=== WRITTEN TASK ===
Reproduce all of the data exactly, with no line skipped.

=== RECORDS SHOWN ===

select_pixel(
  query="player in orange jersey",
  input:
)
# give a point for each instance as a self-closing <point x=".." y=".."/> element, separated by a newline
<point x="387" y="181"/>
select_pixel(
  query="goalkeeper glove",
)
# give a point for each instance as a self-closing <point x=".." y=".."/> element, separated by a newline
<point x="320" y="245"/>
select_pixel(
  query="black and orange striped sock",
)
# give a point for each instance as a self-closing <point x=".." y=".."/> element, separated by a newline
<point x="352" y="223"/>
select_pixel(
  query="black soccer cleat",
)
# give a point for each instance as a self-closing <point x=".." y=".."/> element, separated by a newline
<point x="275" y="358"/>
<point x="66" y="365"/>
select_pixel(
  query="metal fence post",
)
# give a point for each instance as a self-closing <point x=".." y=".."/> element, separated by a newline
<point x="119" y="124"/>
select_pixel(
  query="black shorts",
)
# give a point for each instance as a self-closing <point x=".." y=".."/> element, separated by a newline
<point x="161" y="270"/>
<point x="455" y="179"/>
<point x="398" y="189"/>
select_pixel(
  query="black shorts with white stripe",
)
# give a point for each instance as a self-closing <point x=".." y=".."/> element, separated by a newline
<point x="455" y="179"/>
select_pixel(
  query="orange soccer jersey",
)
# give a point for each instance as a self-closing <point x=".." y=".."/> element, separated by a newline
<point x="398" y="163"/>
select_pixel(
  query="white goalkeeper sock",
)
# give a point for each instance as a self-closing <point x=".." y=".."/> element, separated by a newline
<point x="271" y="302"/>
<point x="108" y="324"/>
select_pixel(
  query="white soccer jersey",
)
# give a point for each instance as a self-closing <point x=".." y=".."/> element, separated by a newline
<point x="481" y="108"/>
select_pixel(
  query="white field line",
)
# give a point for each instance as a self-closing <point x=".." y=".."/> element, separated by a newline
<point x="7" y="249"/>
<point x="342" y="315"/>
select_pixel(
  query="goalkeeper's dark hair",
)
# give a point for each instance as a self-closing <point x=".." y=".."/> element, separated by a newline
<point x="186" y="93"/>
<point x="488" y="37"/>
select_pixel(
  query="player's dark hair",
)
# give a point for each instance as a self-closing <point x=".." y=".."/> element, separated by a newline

=== ANSWER ===
select_pixel(
  query="player in orange jersey",
  input:
)
# give a point for each instance as a self-closing <point x=".." y=".."/> element, separated by a newline
<point x="387" y="181"/>
select_pixel(
  query="goalkeeper glove",
)
# give a point for each instance as a self-closing <point x=".." y=".."/> element, separated by a newline
<point x="320" y="245"/>
select_pixel(
  query="black and orange striped sock",
)
# give a point for each instance as a self-closing <point x=".." y=".."/> element, separated by a newline
<point x="352" y="223"/>
select_pixel(
  query="black soccer cleat",
)
# give a point for each instance as a self-closing <point x=".." y=".."/> element, separated by a newline
<point x="275" y="358"/>
<point x="66" y="365"/>
select_pixel(
  query="metal fence post",
)
# give a point for each instance as a self-closing <point x=".." y=".."/> element, separated by a newline
<point x="119" y="124"/>
select_pixel(
  query="black shorts",
)
# give a point for each instance as a self-closing <point x=".." y=".."/> element, separated by a newline
<point x="161" y="270"/>
<point x="455" y="179"/>
<point x="398" y="189"/>
select_pixel(
  query="black shorts with white stripe",
)
# give a point for each instance as a self-closing <point x=".." y=".."/> element, separated by a newline
<point x="455" y="179"/>
select_pixel(
  query="orange soccer jersey",
)
# give a point for each instance as a self-closing <point x=".." y=".."/> element, separated by a newline
<point x="398" y="163"/>
select_pixel(
  query="white goalkeeper sock",
)
# give a point for each instance as a self-closing <point x=".." y=".."/> element, separated by a newline
<point x="271" y="302"/>
<point x="108" y="324"/>
select_pixel(
  query="white soccer jersey",
)
# give a point for each instance as a self-closing <point x=".." y=".."/> element, separated by a newline
<point x="481" y="108"/>
select_pixel(
  query="white field line",
)
# give a point for each instance as a self-closing <point x=".." y=".."/> element, separated by a newline
<point x="7" y="249"/>
<point x="342" y="315"/>
select_pixel(
  query="goalkeeper's dark hair",
)
# give a point for each instance as a self-closing <point x=".." y=".."/> element, separated by a newline
<point x="186" y="93"/>
<point x="488" y="37"/>
select_pixel(
  query="player's dark hair",
)
# give a point for each instance as a self-closing <point x=".." y=".."/> element, separated by a newline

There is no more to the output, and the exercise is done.